Records excerpted from a collection —
::::

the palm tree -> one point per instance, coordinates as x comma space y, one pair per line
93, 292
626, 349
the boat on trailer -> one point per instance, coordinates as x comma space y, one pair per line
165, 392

::::

The task —
Repeat all of the data shown above, exactly as it appears.

Response below —
the palm tree -> one point per instance, coordinates as x comma space y, one pair per line
93, 292
626, 349
the boat on trailer -> one point per instance, coordinates as x comma space y, one pair per line
165, 392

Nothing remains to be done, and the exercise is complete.